WRITTEN PROBLEM A =>
Lay out the records from their first line through the line containing "89L128 88L129 83L124" as a Markdown table with the columns No. and Entry, putting one line in each numbered row and leaving out blank lines.
WRITTEN PROBLEM B =>
Pick up the court opinion on the drunk-driving appeal right after its last sentence and continue it.

Supreme Court of South Carolina
Nov 6, 1970
255 S.C. 142 (S.C. 1970)

Opinion

19121

November 6, 1970.

Messrs. Daniel R. McLeod, Attorney General, and Michael W. Tighe, Assistant Attorney General, of Columbia, and G. Werber Bryan, Sumter County Attorney, and Howard P. King, of Sumter, for Appellant, cite: As to prior unlawful arrest not precluding the trial Court from acquiring jurisdiction under Section 43-111, Code of Laws of South Carolina 1962: 246 S.C. 144, 142 S.E.2d 864; 1 Bailey 283, 19 Am. Dec. 679; 226 S.C. 44, 83 S.E.2d 629, cert. den. 348 U.S. 951, 75 S.Ct. 439, 99 L.Ed. 743; 91 W. Va. 553, 114 S.E. 136; (S.C.) 164 S.E.2d 760; 22 C.J.S., Criminal Law, Sec. 144.

Messrs. Weinberg Weinberg, Jan L. Warner, and M. M. Weinberg, Jr., of Sumter, for Respondent, cite: As to State having no power to appeal from a final judgment of acquittal: 15 S.C. 370; 2 Tread. Const. 517; 4 McC. 254; 53 S.E. 428; (S.C.) 17 S.E.2d 563; (S.C.) 105 S.E.2d 703; (S.C.) 113 S.E. 74. As to evidence procured by an illegal arrest being inadmissible: 371 U.S. 407, 83 S.Ct. Messrs. Daniel R. McLeod, Attorney General, and Michael Tighe, Assistant Attorney General, of Columbia, and G. Werber Bryan, Sumter County Attorney, and Howard P. King, of Sumter, for Appellant, in Reply, cite: As to Circuit Judge's order not constituting a judgment of acquittal: 76 S.C. 39, 56 S.E. 544; 66 S.C. 398, 44 S.E. 960; 246 S.C. 311, 143 S.E.2d 604. As to Appellate Court not considering matters raised de novo: 230 S.C. 195, 95 S.E.2d 160; 238 S.C. 140, 119 S.E.2d 671; 226 S.C. 421, 85 S.E.2d 744; 207 S.C. 126, 35 S.E.2d 38; 153 S.C. 175, 150 S.E. 614.


November 6, 1970.


Respondent, W.H. Holliday, was convicted in magistrate's court for driving a motor vehicle while under the influence of intoxicants in violation of Section 46-343 of the 1962 Code of Laws. He was initially taken into custody for such violation under an unlawful arrest. Upon appeal to the circuit court, the conviction was reversed solely upon the legal ground that such unlawful arrest vitiated the subsequent conviction. The State has appealed, contending that the lower court was in error and that the judgment of the magistrate's court should be reinstated.

Before reaching the basic issue in the appeal, we must first dispose of respondent's contention that the State has no right of appeal from the judgment reversing his conviction.

EXCERPTED DATA =>

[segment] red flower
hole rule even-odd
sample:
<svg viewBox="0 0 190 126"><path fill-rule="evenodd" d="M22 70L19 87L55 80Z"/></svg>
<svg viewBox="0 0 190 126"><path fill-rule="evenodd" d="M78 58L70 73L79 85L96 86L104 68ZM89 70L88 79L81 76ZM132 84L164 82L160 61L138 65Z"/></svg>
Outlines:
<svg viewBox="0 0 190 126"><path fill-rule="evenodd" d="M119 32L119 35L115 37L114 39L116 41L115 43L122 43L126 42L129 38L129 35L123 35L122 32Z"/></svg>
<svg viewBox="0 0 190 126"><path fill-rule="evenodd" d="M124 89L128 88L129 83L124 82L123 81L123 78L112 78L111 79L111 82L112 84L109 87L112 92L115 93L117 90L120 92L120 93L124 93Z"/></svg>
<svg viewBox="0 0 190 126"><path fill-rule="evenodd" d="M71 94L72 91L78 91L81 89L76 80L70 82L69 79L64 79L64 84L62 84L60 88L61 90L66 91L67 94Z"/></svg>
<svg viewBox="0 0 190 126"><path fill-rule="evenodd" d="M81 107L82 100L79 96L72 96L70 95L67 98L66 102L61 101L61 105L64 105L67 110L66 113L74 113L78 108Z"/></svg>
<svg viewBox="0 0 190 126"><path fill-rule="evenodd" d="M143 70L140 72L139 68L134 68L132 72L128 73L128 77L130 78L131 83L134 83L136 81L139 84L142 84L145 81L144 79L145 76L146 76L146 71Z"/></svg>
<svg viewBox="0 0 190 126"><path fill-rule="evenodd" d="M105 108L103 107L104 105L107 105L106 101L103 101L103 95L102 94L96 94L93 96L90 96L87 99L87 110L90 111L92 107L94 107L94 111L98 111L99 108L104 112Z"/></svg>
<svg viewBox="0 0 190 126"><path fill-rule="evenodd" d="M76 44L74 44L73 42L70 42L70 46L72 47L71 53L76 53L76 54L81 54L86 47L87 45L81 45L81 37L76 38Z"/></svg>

FINAL RESULT A =>
| No. | Entry |
|---|---|
| 1 | [segment] red flower |
| 2 | hole rule even-odd |
| 3 | sample: |
| 4 | <svg viewBox="0 0 190 126"><path fill-rule="evenodd" d="M22 70L19 87L55 80Z"/></svg> |
| 5 | <svg viewBox="0 0 190 126"><path fill-rule="evenodd" d="M78 58L70 73L79 85L96 86L104 68ZM89 70L88 79L81 76ZM132 84L164 82L160 61L138 65Z"/></svg> |
| 6 | Outlines: |
| 7 | <svg viewBox="0 0 190 126"><path fill-rule="evenodd" d="M119 32L119 35L115 37L114 39L116 41L115 43L122 43L126 42L129 38L129 35L123 35L122 32Z"/></svg> |
| 8 | <svg viewBox="0 0 190 126"><path fill-rule="evenodd" d="M124 89L128 88L129 83L124 82L123 81L123 78L112 78L111 79L111 82L112 84L109 87L112 92L115 93L117 90L120 92L120 93L124 93Z"/></svg> |

FINAL RESULT B =>
Apparently, under the common law as adopted in this country, the State had no right in a criminal case to appeal from a judgment in favor of the defendant. United States v. Sanges, 144 U.S. 310, 12 S.Ct. 609, 36 L.Ed. 445; 24 C.J.S. Criminal Law § 1659.

While a limited right of appeal in criminal cases has been conferred upon the State by statute in a number of jurisdictions, the extent of the right of the prosecution to appeal in this jurisdiction has been defined by our judicial decisions.

Based primarily upon the double jeopardy provisions of the Constitution, State v. Gathers, 15 S.C. 370, we have long recognized that the State has no right of appeal from a judgment of acquittal in a criminal case, State v. Lynn, 120 S.C. 258, 113 S.E. 74; unless the verdict of acquittal was procured by the accused through fraud or collusion, State v. Johnson, 248 S.C. 153, 149 S.E.2d 348.

The following statement of the principle from 24 C.J.S. Criminal Law § 1663, was quoted with approval in State v. Rogers, 198 S.C. 273, 17 S.E.2d 563:

"Generally, in those jurisdictions where the common-law rule permitting a former acquittal to be pleaded as an absolute bar to a subsequent prosecution prevails, and in those jurisdictions where the Constitution provides that no one shall be twice put in jeopardy for the same offense, it is held that no writ of error, appeal, or other proceeding lies on behalf of the state to review or to set aside a verdict or a judgment of acquittal in a criminal case, although there may have been error committed by the court, or a perverse finding by the jury."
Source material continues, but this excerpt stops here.